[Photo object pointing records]
_ _ _ _ _

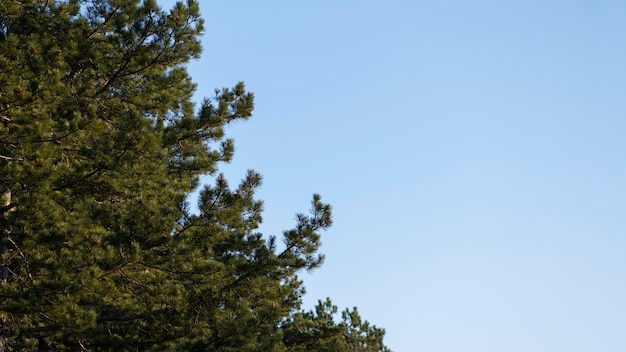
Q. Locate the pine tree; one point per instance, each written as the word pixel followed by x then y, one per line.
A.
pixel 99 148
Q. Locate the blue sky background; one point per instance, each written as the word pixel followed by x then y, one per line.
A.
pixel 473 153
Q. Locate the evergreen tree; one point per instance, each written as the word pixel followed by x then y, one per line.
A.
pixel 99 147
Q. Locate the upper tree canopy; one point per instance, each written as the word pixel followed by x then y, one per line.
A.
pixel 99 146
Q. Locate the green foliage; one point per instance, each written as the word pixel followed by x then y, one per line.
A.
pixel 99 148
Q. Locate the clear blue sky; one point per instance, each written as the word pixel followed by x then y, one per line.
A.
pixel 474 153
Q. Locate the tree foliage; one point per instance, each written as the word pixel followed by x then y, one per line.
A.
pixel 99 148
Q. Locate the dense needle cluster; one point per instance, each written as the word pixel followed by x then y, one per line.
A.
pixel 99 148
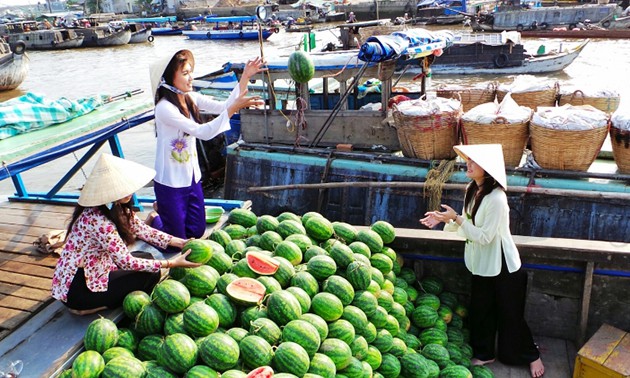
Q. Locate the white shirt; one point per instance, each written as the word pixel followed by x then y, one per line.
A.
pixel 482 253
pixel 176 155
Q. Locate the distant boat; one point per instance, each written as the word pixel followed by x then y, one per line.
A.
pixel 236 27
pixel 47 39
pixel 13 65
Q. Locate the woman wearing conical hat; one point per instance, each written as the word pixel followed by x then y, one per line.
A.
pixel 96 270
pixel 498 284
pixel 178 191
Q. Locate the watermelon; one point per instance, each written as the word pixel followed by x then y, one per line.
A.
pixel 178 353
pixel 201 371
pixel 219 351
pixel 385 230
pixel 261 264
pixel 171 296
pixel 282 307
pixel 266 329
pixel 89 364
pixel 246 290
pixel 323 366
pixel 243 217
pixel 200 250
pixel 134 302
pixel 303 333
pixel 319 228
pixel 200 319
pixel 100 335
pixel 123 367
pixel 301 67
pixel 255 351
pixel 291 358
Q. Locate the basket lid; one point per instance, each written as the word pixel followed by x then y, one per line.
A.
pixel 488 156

_ _ _ _ _

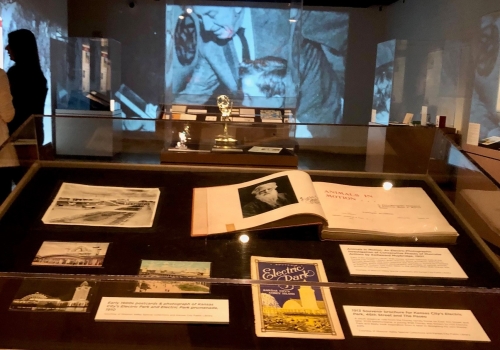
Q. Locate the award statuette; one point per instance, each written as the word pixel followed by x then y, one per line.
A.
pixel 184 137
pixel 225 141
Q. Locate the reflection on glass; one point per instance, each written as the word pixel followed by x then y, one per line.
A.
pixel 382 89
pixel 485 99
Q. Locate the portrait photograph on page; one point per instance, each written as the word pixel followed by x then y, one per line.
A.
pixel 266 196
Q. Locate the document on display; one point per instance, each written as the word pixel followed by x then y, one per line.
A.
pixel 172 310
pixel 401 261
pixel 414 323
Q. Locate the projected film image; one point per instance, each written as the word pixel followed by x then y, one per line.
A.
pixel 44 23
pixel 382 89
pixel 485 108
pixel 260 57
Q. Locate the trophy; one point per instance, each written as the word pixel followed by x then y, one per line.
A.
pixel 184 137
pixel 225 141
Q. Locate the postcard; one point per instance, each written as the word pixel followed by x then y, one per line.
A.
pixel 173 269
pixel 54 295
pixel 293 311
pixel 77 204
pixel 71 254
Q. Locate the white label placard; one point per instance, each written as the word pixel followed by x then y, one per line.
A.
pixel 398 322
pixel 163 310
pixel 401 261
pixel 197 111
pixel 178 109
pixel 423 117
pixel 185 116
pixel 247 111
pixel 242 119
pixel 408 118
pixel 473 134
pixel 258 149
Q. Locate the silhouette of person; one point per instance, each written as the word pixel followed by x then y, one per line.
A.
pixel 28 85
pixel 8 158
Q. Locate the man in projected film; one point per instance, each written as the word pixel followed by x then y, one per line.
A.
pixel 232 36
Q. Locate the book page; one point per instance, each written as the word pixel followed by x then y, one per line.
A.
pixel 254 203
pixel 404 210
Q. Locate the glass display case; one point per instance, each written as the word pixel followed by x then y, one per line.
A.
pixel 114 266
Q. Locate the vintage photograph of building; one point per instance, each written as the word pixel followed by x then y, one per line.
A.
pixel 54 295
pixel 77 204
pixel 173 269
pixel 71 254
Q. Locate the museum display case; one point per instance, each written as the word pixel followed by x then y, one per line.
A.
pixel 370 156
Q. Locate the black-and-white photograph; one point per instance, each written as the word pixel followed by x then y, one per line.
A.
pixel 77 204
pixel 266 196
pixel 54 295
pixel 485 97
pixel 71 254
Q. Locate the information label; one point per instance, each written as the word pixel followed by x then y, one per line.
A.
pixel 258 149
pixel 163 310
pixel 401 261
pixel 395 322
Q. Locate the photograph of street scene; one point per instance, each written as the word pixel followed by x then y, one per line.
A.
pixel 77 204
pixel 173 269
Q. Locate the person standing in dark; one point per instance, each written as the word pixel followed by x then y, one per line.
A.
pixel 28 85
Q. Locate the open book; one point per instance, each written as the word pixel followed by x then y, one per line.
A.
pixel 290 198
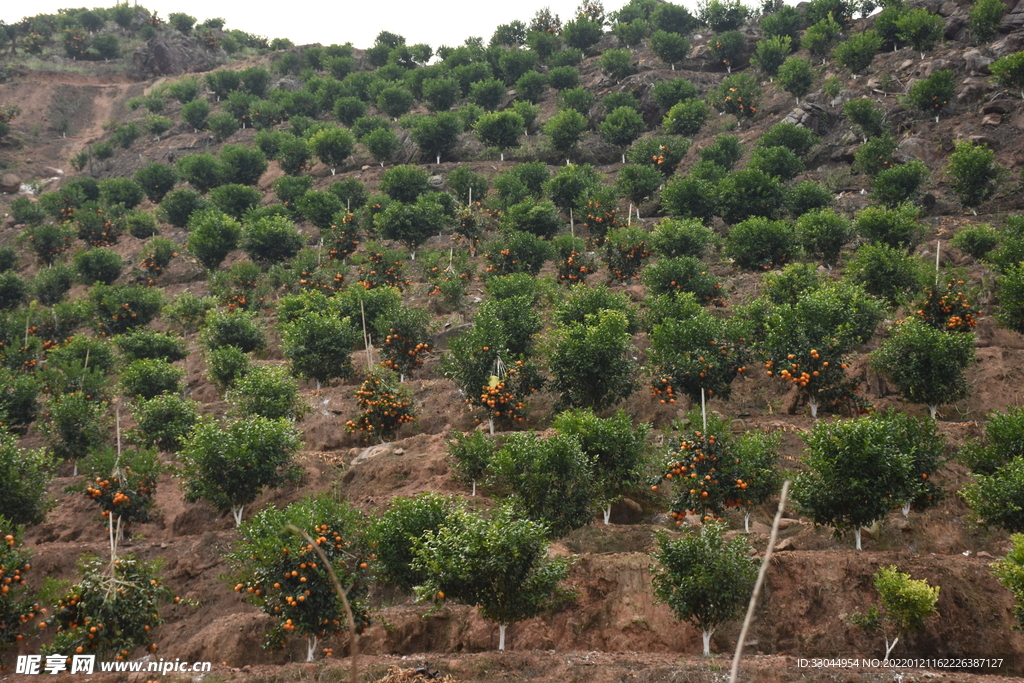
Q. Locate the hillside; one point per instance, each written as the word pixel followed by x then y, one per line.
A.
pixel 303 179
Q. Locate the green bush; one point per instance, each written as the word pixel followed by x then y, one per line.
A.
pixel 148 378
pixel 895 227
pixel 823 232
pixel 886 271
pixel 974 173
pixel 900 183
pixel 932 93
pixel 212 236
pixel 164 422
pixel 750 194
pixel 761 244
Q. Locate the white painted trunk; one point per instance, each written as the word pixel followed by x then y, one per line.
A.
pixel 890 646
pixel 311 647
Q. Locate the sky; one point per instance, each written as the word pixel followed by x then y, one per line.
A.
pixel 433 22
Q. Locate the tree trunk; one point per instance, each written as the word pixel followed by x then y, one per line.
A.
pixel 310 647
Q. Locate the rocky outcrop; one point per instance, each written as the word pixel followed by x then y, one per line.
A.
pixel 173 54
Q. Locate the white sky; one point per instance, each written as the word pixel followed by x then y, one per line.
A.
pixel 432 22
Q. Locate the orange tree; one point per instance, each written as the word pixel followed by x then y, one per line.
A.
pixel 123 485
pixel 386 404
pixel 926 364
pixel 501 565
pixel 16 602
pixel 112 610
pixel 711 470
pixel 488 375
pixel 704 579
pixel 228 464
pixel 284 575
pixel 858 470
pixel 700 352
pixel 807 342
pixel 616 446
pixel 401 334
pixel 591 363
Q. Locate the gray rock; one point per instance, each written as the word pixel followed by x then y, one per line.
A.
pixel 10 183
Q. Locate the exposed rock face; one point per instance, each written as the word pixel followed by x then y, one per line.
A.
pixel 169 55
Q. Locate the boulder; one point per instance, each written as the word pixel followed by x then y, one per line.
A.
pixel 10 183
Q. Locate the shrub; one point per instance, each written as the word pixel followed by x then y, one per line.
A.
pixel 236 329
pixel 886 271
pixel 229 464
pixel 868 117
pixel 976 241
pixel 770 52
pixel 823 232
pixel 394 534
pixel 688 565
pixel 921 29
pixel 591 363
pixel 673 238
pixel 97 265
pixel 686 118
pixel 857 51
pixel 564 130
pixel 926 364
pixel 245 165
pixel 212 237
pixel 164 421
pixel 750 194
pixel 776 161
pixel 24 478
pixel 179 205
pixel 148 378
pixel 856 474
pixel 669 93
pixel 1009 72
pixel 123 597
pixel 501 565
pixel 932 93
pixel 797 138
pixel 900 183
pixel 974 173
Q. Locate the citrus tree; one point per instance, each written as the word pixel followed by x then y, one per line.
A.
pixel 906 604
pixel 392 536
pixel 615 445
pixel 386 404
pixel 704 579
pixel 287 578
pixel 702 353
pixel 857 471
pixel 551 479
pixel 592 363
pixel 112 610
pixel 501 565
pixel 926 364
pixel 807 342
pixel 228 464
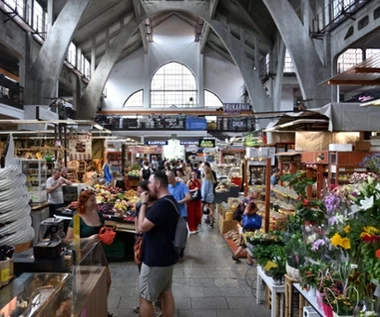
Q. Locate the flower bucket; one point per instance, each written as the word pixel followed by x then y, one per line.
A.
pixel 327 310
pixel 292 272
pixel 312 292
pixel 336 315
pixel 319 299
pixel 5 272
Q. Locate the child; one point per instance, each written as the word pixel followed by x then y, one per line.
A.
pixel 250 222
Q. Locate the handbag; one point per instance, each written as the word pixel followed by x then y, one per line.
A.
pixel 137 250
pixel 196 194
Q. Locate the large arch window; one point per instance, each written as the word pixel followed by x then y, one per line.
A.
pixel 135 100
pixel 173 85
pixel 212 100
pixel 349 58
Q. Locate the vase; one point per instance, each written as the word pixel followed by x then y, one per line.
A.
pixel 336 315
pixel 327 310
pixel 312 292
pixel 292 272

_ _ _ _ _

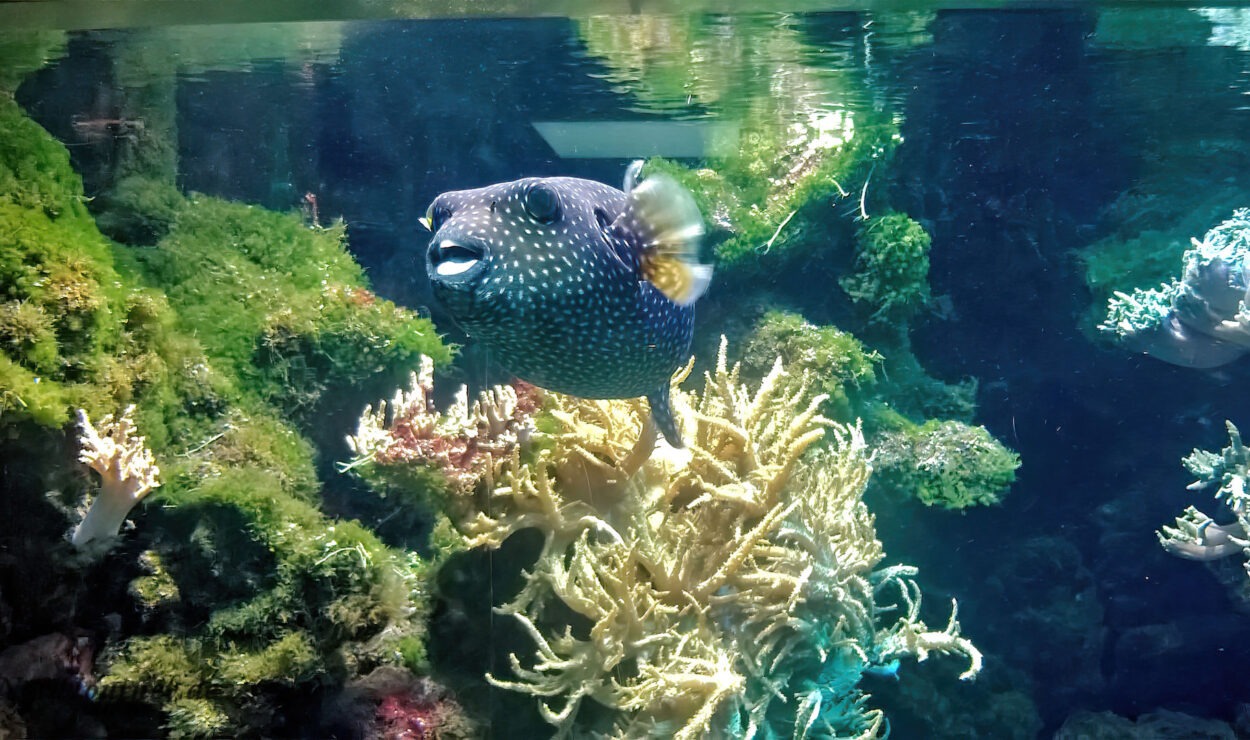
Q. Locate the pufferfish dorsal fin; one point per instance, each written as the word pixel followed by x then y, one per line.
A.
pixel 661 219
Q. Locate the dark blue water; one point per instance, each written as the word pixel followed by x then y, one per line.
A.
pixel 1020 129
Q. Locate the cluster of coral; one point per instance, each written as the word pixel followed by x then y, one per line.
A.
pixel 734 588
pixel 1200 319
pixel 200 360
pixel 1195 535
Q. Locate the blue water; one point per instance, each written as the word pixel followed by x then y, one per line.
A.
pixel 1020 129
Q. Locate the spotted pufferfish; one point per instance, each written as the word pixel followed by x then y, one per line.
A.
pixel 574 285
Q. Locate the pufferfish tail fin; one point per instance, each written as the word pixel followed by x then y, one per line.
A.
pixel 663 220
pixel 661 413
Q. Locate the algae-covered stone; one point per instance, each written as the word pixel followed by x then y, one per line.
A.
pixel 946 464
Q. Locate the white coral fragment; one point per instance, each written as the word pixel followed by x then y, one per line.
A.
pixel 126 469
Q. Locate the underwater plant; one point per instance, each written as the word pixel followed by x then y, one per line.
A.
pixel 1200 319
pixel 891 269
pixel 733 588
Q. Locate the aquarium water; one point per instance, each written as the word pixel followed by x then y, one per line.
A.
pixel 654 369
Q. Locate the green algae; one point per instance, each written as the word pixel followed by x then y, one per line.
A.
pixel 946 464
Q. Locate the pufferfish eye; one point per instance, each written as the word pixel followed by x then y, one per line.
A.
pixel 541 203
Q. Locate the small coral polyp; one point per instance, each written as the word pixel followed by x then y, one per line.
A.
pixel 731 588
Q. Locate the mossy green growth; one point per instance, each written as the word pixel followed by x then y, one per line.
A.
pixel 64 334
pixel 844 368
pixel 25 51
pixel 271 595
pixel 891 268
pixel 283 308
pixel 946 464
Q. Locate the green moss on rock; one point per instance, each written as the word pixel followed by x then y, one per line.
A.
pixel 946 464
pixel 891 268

_ _ _ _ _

EXERCISE DIRECTIONS: Revise the lines from the one with "Q. Locate the handbag;" up to and including the one with "pixel 349 58" so that "large arch window" becomes "large arched window", leaving everything else unchanged.

EXPECTED OUTPUT:
Q. Locate the handbag; one point per instance, each written as the word pixel followed by x then y, one per line.
A.
pixel 137 250
pixel 196 194
Q. Locate the large arched window; one point per instance, each written as the word pixel followed by x then y, one per line.
A.
pixel 135 100
pixel 173 85
pixel 212 100
pixel 349 58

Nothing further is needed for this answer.